NAFTA Challenge to California

San Francisco Daily Journal
July, 1999
By Dennis Pfaff, Staff Writer

A Canadian company wants nearly $1 billion in compensation for Gov. Davis' order phasing out the controversial gasoline additive MTBE, a demand that raises critical questions about whether California's attempts to protect its environment will be dragged into the swamp of international trade law. It also may signal the development of an increasingly sophisticated approach to the use of treaties such as the North American Free Trade Agreement, subjecting environmental regulation to an arena with its own rules, lingo and players. Public access is limited, routes of appeal are murky and there are no old familiar faces.

"It's the first time in my 20 years in the law that I've ever talked to that office," said Susan Durbin, a deputy state attorney general, referring to the Office of the United States Trade Representative, which is playing a central role in the current dispute.

In fact, one of the large unanswered questions is whether California even has a voice in the debate, or who would officially represent the state. Although it was California's governor who ordered the MTBE ban, the $970 million demand last month by Methanex Corp., of Vancouver, British Columbia, is actually against the federal government, brought under NAFTA. Theoretically, the whole issue could be decided with no input from California at all.

Both state and federal officials say there will be plenty of cooperation, but at the moment nothing formal has been worked out.

————————

**TASKS TO CARRY OUT:**
[a] Render into Spanish the following sentence from the article on the NAFTA challenge to California: "Both state and federal officials say there will be plenty of cooperation, but at the moment nothing formal has been worked out."
[b] From the article on the NAFTA challenge to California, extract verbatim everything from "In fact, one" down to "California at all.".

————————

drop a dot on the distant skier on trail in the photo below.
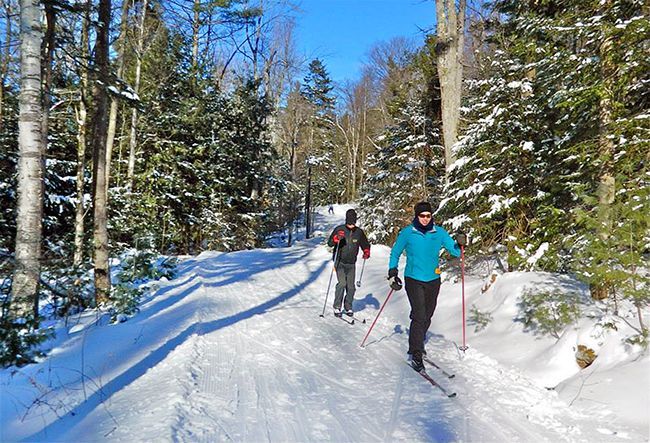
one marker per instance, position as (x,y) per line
(422,241)
(347,239)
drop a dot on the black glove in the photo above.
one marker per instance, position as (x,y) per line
(395,283)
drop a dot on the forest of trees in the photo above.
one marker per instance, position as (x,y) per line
(155,128)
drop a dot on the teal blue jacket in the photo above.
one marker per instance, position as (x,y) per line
(422,251)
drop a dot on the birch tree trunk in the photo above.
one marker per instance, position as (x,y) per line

————————

**COMPLETE ANSWERS:**
[a] Tanto los funcionarios estatales como los federales afirman que habrá abundante cooperación, pero por el momento no se ha establecido nada formal.

[b]
In fact, one of the large unanswered questions is whether California even has a voice in the debate, or who would officially represent the state. Although it was California's governor who ordered the MTBE ban, the $970 million demand last month by Methanex Corp., of Vancouver, British Columbia, is actually against the federal government, brought under NAFTA. Theoretically, the whole issue could be decided with no input from California at all.